§ **AIM**: According to the IAEVG ethical guidelines, on what date and in what city did the General Assembly adopt them?

Internationale Vereinigung für Bildungs- und Berufsberatung

IAEVG Ethical Guidelines

Adopted on 29 November, 2017 by the IAEVG General Assembly, Mexico City, MEXICO.

Preamble

The International Association for Educational and Vocational Guidance (IAEVG) is committed to the global provision of educational and vocational guidance, provided by competent and recognized professionals. IAEVG members facilitate the dignity, freedom, and integrity of people in making lifelong choices and decisions at all ages, across their life roles, as they anticipate, prepare for, enter into, face and cope with the dynamics of the labour market and the workplace.

IAEVG members recognize that vocational choices and career development have an impact that reaches beyond the individual, including responsibilities to families, communities, and the larger society and environment. National and global economies and the structure of the labour market influence individual’s and families’ opportunities and constraints related to career directions, decisions and sustainable careers. Thus, members have important roles for influencing the social discourses in institutions and networks that shape the nature of policies and services, the theories and tools that are used, and the resources available to clients and the public. In turn, members are engaged in the process of defining and redefining the nature of services and the goals and targets of organizations concerned with educational and vocational guidance. Thus, social justice is a foundation for supporting clients and the public and for shaping the organizational structures where members deliver educational and guidance services.

§ **MATERIAL PROVIDED**:

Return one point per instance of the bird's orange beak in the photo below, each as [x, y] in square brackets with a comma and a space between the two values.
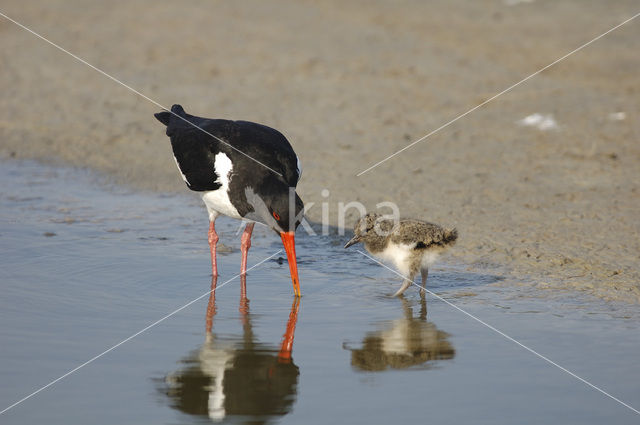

§ **RIGHT ANSWER**: On 29 November 2017, in Mexico City, Mexico.